基本的なモーターの概念と選定ガイドライン
目次
基本的なモーターの概念と選定ガイドライン #
本ガイドは、基本的なモーター用語と実用的な計算方法を明確に解説し、多様な用途におけるモーターおよび減速機の選定を支援します。
モーター用語 #
定格 #
定格は、モーターの動作限界を示し、出力、電圧、電流、周波数、トルク、回転数を含みます。温度上昇に関しては、連続定格と短時間定格に分類されます。
同期回転数 #
モーターの同期速度は周波数と極数によって決まります。計算式は以下の通りです:
- Ns = (120 × f) / P
- Ns:同期回転数(毎分回転数)
- 120:定数
- f:周波数
- P:極数
定格トルク #
定格トルクは、モーターが定格回転数で発生するトルクです。
無負荷回転数 #
負荷がかかっていない状態でのモーターの回転数です。
連続定格と短時間定格 #
- 連続定格:モーターが定格出力で連続運転すること。
- 短時間定格:モーターが定格出力で一定の短時間のみ運転すること。
出力 #
出力は、モーターが単位時間あたりに行う仕事量を示し、回転数とトルクで決まります。計算式は以下の通りです:
- 出力 (kW) = (T × N) / 97400
- T:トルク(Kgcm)
- N:回転数(rpm)

※

- **依頼内容**: 上にあるモーターの基本概念の本文を、一字も変えずに全文出力してください。

※

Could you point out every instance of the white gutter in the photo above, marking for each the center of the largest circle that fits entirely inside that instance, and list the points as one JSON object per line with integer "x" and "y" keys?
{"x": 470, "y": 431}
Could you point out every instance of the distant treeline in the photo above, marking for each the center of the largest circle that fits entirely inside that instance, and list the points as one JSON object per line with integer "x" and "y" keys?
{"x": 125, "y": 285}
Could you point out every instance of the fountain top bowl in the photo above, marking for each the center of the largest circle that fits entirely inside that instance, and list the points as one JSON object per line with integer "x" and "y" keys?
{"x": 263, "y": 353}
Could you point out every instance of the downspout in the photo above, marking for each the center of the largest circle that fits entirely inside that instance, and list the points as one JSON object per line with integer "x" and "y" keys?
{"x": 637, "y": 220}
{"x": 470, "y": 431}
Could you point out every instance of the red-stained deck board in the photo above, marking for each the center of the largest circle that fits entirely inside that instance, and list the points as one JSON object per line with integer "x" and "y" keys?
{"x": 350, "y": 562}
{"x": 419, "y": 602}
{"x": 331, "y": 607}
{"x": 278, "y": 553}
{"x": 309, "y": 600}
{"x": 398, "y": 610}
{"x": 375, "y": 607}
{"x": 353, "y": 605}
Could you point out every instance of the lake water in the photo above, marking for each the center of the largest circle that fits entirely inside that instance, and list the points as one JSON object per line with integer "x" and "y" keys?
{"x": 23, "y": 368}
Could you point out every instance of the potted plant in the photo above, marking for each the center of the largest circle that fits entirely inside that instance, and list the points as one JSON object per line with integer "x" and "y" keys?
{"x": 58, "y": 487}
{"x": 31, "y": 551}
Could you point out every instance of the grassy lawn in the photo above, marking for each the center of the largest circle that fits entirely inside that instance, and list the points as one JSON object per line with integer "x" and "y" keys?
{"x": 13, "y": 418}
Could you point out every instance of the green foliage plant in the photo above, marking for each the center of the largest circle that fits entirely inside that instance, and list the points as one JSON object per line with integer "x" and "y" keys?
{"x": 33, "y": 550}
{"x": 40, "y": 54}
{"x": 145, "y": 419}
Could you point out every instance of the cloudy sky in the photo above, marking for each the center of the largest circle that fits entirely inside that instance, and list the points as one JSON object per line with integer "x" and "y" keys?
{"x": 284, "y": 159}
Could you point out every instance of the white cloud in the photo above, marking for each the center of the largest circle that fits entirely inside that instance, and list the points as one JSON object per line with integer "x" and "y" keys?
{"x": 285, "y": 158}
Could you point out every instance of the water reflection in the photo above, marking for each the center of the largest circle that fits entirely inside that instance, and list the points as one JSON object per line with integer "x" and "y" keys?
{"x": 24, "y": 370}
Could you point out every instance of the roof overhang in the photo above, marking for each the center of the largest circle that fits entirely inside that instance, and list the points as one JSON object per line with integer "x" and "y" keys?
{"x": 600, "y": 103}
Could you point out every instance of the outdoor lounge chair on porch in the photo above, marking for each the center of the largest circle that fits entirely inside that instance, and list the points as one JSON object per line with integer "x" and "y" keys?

※

- **回答文**:
基本的なモーターの概念と選定ガイドライン
目次
基本的なモーターの概念と選定ガイドライン #
本ガイドは、基本的なモーター用語と実用的な計算方法を明確に解説し、多様な用途におけるモーターおよび減速機の選定を支援します。
モーター用語 #
定格 #
定格は、モーターの動作限界を示し、出力、電圧、電流、周波数、トルク、回転数を含みます。温度上昇に関しては、連続定格と短時間定格に分類されます。
同期回転数 #
モーターの同期速度は周波数と極数によって決まります。計算式は以下の通りです:
- Ns = (120 × f) / P
- Ns:同期回転数(毎分回転数)
- 120:定数
- f:周波数
- P:極数
定格トルク #
定格トルクは、モーターが定格回転数で発生するトルクです。
無負荷回転数 #
負荷がかかっていない状態でのモーターの回転数です。
連続定格と短時間定格 #
- 連続定格:モーターが定格出力で連続運転すること。
- 短時間定格:モーターが定格出力で一定の短時間のみ運転すること。
出力 #
出力は、モーターが単位時間あたりに行う仕事量を示し、回転数とトルクで決まります。計算式は以下の通りです:
- 出力 (kW) = (T × N) / 97400
- T:トルク(Kgcm)
- N:回転数(rpm)